> **TASK DESCRIPTION**: Print the records below line for line, with no change to any character, and leave the pictures out of your output.

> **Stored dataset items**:
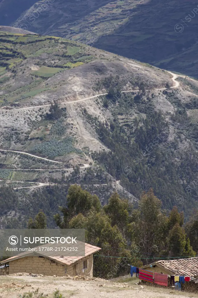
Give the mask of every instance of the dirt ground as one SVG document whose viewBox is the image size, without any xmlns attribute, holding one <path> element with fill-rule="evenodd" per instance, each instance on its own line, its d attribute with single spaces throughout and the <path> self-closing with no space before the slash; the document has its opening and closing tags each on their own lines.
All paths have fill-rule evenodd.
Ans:
<svg viewBox="0 0 198 298">
<path fill-rule="evenodd" d="M 0 298 L 16 298 L 20 294 L 33 292 L 38 288 L 39 293 L 48 294 L 49 298 L 54 297 L 53 293 L 56 289 L 59 290 L 63 298 L 198 298 L 198 293 L 138 285 L 135 278 L 109 281 L 99 278 L 87 280 L 65 277 L 33 277 L 26 274 L 1 276 Z M 128 282 L 122 282 L 123 280 Z"/>
</svg>

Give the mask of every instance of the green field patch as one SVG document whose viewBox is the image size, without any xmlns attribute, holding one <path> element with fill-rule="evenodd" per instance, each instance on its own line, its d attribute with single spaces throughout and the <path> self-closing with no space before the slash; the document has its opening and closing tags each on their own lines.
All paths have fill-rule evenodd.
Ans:
<svg viewBox="0 0 198 298">
<path fill-rule="evenodd" d="M 52 77 L 57 72 L 59 72 L 61 71 L 62 70 L 62 68 L 42 66 L 38 70 L 32 71 L 32 74 L 34 74 L 38 77 Z"/>
<path fill-rule="evenodd" d="M 27 36 L 19 36 L 16 40 L 16 41 L 18 42 L 20 41 L 25 42 L 27 41 L 28 38 Z"/>
<path fill-rule="evenodd" d="M 31 54 L 29 55 L 29 57 L 38 57 L 40 56 L 41 54 L 44 53 L 47 53 L 49 54 L 53 54 L 54 52 L 56 51 L 54 49 L 40 49 L 37 51 L 34 54 Z"/>
<path fill-rule="evenodd" d="M 29 135 L 30 138 L 40 138 L 44 136 L 47 136 L 49 134 L 51 125 L 46 126 L 40 126 L 37 129 L 33 131 Z"/>
<path fill-rule="evenodd" d="M 80 153 L 81 150 L 75 148 L 73 143 L 73 140 L 70 137 L 65 138 L 61 141 L 54 139 L 35 145 L 31 151 L 33 153 L 38 152 L 50 158 L 62 156 L 72 152 Z"/>
<path fill-rule="evenodd" d="M 88 55 L 87 56 L 83 56 L 78 59 L 76 59 L 77 61 L 85 61 L 86 60 L 89 60 L 89 59 L 92 59 L 93 58 L 93 56 L 91 55 Z"/>
<path fill-rule="evenodd" d="M 79 66 L 79 65 L 81 65 L 84 63 L 82 62 L 76 62 L 75 63 L 72 63 L 71 62 L 68 62 L 67 64 L 64 64 L 64 66 L 67 66 L 70 67 L 70 68 L 73 68 L 76 66 Z"/>
<path fill-rule="evenodd" d="M 0 67 L 0 75 L 4 74 L 6 72 L 6 67 Z"/>
<path fill-rule="evenodd" d="M 14 58 L 12 59 L 10 59 L 7 62 L 10 64 L 9 68 L 12 68 L 17 63 L 18 63 L 19 62 L 21 62 L 22 61 L 23 59 L 21 59 L 21 58 Z"/>
<path fill-rule="evenodd" d="M 5 83 L 6 82 L 7 82 L 10 80 L 9 77 L 0 77 L 0 83 Z"/>
<path fill-rule="evenodd" d="M 25 97 L 35 96 L 35 95 L 37 95 L 37 94 L 39 94 L 41 92 L 43 92 L 43 91 L 45 91 L 48 90 L 48 89 L 47 89 L 47 88 L 44 88 L 43 89 L 37 89 L 37 90 L 32 90 L 31 91 L 30 91 L 29 92 L 28 92 L 22 95 Z"/>
<path fill-rule="evenodd" d="M 68 55 L 75 55 L 76 53 L 78 53 L 80 51 L 81 48 L 80 46 L 69 46 L 67 49 L 67 54 Z"/>
</svg>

> **REPLY TO THE TASK**:
Give the mask of every instance of the dirt ground as one SVG document whose viewBox is the image size, without any xmlns attribute, holding one <path> element with fill-rule="evenodd" per instance, each instance on its own line, its d attribute with single spaces throughout and the <path> self-closing with no space before the slash; the document has its opening and closing tags each on their own lines.
All paths have fill-rule evenodd.
Ans:
<svg viewBox="0 0 198 298">
<path fill-rule="evenodd" d="M 0 298 L 16 298 L 20 294 L 33 292 L 38 288 L 39 293 L 48 294 L 49 298 L 54 297 L 53 293 L 56 289 L 59 290 L 63 298 L 198 298 L 198 293 L 138 285 L 135 278 L 109 281 L 99 278 L 87 280 L 65 277 L 33 277 L 26 274 L 1 276 Z M 128 282 L 122 282 L 123 280 Z"/>
</svg>

Give the mask of every instance of the green field patch as one SVG document whose viewBox is the image size, without any xmlns attribute, holding one <path> element with fill-rule="evenodd" per instance, each instance on its own line, its d attribute with single spaces throughout and the <path> self-closing with no space before the slash; the document has its opening and closing tags each on their own lines.
All paths have fill-rule evenodd.
Ans:
<svg viewBox="0 0 198 298">
<path fill-rule="evenodd" d="M 52 77 L 57 72 L 59 72 L 61 71 L 62 70 L 62 68 L 42 66 L 38 70 L 32 71 L 32 74 L 34 74 L 38 77 Z"/>
<path fill-rule="evenodd" d="M 27 36 L 19 36 L 16 40 L 16 41 L 18 42 L 20 41 L 25 42 L 27 41 L 28 38 Z"/>
<path fill-rule="evenodd" d="M 31 54 L 29 55 L 29 57 L 38 57 L 40 56 L 41 54 L 44 53 L 47 53 L 49 54 L 53 54 L 54 52 L 56 51 L 54 49 L 40 49 L 37 51 L 34 54 Z"/>
<path fill-rule="evenodd" d="M 29 135 L 30 138 L 40 138 L 44 136 L 47 136 L 49 134 L 51 125 L 46 126 L 40 126 L 37 129 L 33 131 Z"/>
<path fill-rule="evenodd" d="M 80 153 L 81 150 L 75 148 L 73 143 L 73 140 L 70 137 L 65 138 L 61 141 L 54 139 L 35 145 L 31 151 L 33 153 L 38 152 L 50 158 L 62 156 L 72 152 Z"/>
<path fill-rule="evenodd" d="M 88 55 L 87 56 L 83 56 L 78 59 L 76 59 L 77 61 L 85 61 L 86 60 L 89 60 L 89 59 L 92 59 L 93 58 L 93 56 L 91 55 Z"/>
<path fill-rule="evenodd" d="M 79 66 L 79 65 L 81 65 L 84 63 L 82 62 L 76 62 L 75 63 L 72 63 L 71 62 L 68 62 L 67 64 L 64 64 L 64 66 L 67 66 L 70 67 L 70 68 L 73 68 L 76 66 Z"/>
<path fill-rule="evenodd" d="M 0 67 L 0 75 L 4 74 L 6 72 L 6 67 Z"/>
<path fill-rule="evenodd" d="M 14 58 L 12 59 L 10 59 L 7 62 L 10 64 L 9 68 L 12 68 L 17 63 L 18 63 L 19 62 L 21 62 L 22 61 L 23 59 L 21 59 L 21 58 Z"/>
<path fill-rule="evenodd" d="M 5 83 L 6 82 L 7 82 L 10 80 L 9 77 L 0 77 L 0 83 Z"/>
<path fill-rule="evenodd" d="M 25 97 L 35 96 L 35 95 L 37 95 L 37 94 L 39 94 L 41 92 L 43 92 L 43 91 L 45 91 L 48 90 L 48 89 L 47 89 L 47 88 L 44 88 L 43 89 L 37 89 L 37 90 L 32 90 L 31 91 L 30 91 L 29 92 L 28 92 L 22 95 Z"/>
<path fill-rule="evenodd" d="M 68 55 L 75 55 L 76 53 L 78 53 L 80 51 L 81 48 L 80 46 L 69 46 L 67 49 L 67 54 Z"/>
</svg>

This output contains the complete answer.